[BEGIN EXTRACT TO READ]

# What are you guys using to track your miles?



## uberferno (Jan 18, 2016)

Just starting using FreeMileLog.com

love the layout and simple to use.


----------



## B - uberlyftdriver (Jun 6, 2017)

stride, free easy and rideshare specific


----------



## Mista T (Aug 16, 2017)

*What are you guys using to track your miles?*

An odometer.


----------



## Stevie The magic Unicorn (Apr 3, 2018)

A note pad and a pen.


----------



## GTADriver (Jan 24, 2019)

I use an app called trip log millage tracker and manually enter my starting odo and my ending odo at the end of the night


----------



## uberferno (Jan 18, 2016)

GTADriver said:


> I use an app called trip log millage tracker and manually enter my starting odo and my ending odo at the end of the night


This is what i used prior to freemilelog ... I beleive i had to change phones one time and none of my data saved.



Mista T said:


> *What are you guys using to track your miles?*
> 
> An odometer.


Where can i download one?


----------



## GTADriver (Jan 24, 2019)

trip log millage tracker lets you backup your data to the cloud. did you pay for the app?


----------



## uberferno (Jan 18, 2016)

GTADriver said:


> trip log millage tracker lets you backup your data to the cloud. did you pay for the app?


Nope  Profits already slim LMAO


----------



## GTADriver (Jan 24, 2019)

uberferno said:


> Nope :frown: Profits already slim LMAO


tax deductible. ya things here are getting terrible as well.


----------



## Over/Uber (Jan 2, 2017)

Quickbooks Self Employed. Has a mileage tracker and keeps track of all income and expenses, including mileage deduction. I use the ach deposits total for my U/L income for taxes, not the U/L BS earnings statements. Has a monthly subscription charge but small and worth it for me.


----------



## polar2017 (Jul 1, 2017)

Uber & Lyft app.
Miles are fairly accurate overall.


----------



## KD_LA (Aug 16, 2017)

Mista T said:


> *What are you guys using to track your miles?*
> 
> An odometer.


But... isn't that a device used to measure the shape-shifter on Star Trek DS9?!












uberferno said:


> Just starting using FreeMileLog.com
> 
> love the layout and simple to use.


I had not heard of that one, but in the beginning I tried a bunch of apps and they all had issues for my purposes.
So I gave up on modern technology, and resorted to ancient technology: paper.

[END EXTRACT TO READ]
[BEGIN RECORD SET]

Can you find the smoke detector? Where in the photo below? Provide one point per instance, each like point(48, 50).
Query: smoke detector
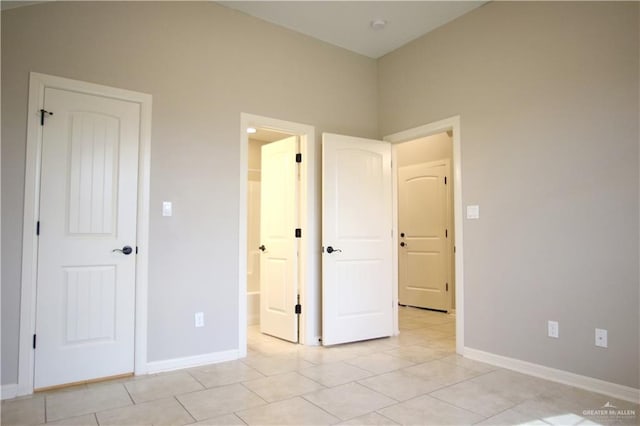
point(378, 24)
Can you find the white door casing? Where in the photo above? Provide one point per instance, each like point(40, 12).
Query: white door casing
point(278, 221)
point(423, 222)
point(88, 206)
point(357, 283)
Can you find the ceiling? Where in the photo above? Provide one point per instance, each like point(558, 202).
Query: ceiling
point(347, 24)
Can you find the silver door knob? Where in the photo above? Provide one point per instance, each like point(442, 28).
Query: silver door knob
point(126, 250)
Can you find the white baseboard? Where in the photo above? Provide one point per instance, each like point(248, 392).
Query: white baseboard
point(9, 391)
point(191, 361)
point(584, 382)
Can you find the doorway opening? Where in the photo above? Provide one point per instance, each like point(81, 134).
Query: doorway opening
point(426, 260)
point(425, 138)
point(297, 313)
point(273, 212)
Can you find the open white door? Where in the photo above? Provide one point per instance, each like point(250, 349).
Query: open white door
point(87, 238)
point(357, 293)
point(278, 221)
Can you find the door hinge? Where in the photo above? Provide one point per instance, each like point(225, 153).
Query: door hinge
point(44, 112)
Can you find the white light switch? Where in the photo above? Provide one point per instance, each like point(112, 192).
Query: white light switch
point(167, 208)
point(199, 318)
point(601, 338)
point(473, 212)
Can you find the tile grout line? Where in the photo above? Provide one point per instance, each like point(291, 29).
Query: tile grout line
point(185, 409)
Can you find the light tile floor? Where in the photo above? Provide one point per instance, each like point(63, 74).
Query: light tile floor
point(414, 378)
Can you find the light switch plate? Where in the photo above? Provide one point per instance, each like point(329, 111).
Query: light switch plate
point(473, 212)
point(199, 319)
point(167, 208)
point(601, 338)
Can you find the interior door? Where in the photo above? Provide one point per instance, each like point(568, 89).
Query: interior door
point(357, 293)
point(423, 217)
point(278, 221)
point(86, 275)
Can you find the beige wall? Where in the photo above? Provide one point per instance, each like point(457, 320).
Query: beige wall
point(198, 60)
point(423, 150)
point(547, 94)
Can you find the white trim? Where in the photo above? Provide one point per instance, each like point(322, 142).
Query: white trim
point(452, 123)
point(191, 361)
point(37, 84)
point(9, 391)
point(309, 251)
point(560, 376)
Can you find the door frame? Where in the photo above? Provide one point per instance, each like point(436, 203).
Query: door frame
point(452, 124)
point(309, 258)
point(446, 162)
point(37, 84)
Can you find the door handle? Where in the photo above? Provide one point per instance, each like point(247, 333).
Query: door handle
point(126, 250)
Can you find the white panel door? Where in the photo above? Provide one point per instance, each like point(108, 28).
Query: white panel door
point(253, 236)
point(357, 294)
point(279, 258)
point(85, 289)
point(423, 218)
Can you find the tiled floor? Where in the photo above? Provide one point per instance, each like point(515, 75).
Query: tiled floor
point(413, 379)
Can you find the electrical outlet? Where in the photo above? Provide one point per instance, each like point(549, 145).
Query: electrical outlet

[END RECORD SET]

:: OBJECTIVES ::
**a)** In the entries, swap "baseboard" for "skirting board" across the stretch from the line containing "Can you find the white door" through the line containing "point(273, 212)", and give back only those lines with nothing else changed.
**b)** Resume the forum thread on tracking rideshare miles, continuing on from its final line.

:: RESPONSES TO THE EXERCISE ::
**a)**
Can you find the white door casing? Where in the photo above? Provide one point per instance, each like point(40, 12).
Query: white door casing
point(278, 221)
point(423, 222)
point(88, 206)
point(357, 283)
Can you find the ceiling? Where in the photo above? Provide one point per instance, each like point(558, 202).
Query: ceiling
point(347, 24)
Can you find the silver door knob? Where in the photo above? Provide one point per instance, each like point(442, 28).
Query: silver door knob
point(126, 250)
Can you find the white skirting board? Where in the photo above? Provide one point per instance, each like point(248, 392).
Query: white skirting board
point(9, 391)
point(191, 361)
point(584, 382)
Can you find the doorway opening? Where in the photo above? Provide one point per instance, each like point(81, 134).
Query: doorway opening
point(426, 260)
point(425, 138)
point(297, 313)
point(273, 212)

**b)**
I use 3x5 cards, one per week (versus a booklet that can be lost), and record date/time/miles as I leave home to start a shift, and again as I get back and end a shift. (assuming there was no break in the shift)


----------



## Another Uber Driver (May 27, 2015)

Mista T said:


> An odometer.


^^^^^^^^^^^^^^^^^^^^^^^^^^this^^^^^^^^^^^^^^^^^^^^^^^^^^^^^^^^^^^^^^^



Stevie The magic Unicorn said:


> A note pad and a pen.


^^^^^^^^^^^^^^^^^^^......and this to keep a record of it.........^^^^^^^^^^^^^^^^^^^^^^^^^^^^^^^^


----------



## kingcorey321 (May 20, 2018)

lyft and uber app. and i said i drove double the miles as the apps said dead miles
irs accepted it.


----------



## Brunch (Nov 4, 2016)

Expensify works great if you want to manually enter your odometer readings and don't want to have an app running in the background. You can create different folders for expenses and also take pictures/save the receipts.

As mentioned, Stride is specifically tailored to rideshare. It might be worth checking out even if you don't use it to see their explanations of what can be deducted. It does run in the background and records your trips, so if you want that type of tracking, this may be the app for you.

Both apps can be used for FREE...


----------



## polar2017 (Jul 1, 2017)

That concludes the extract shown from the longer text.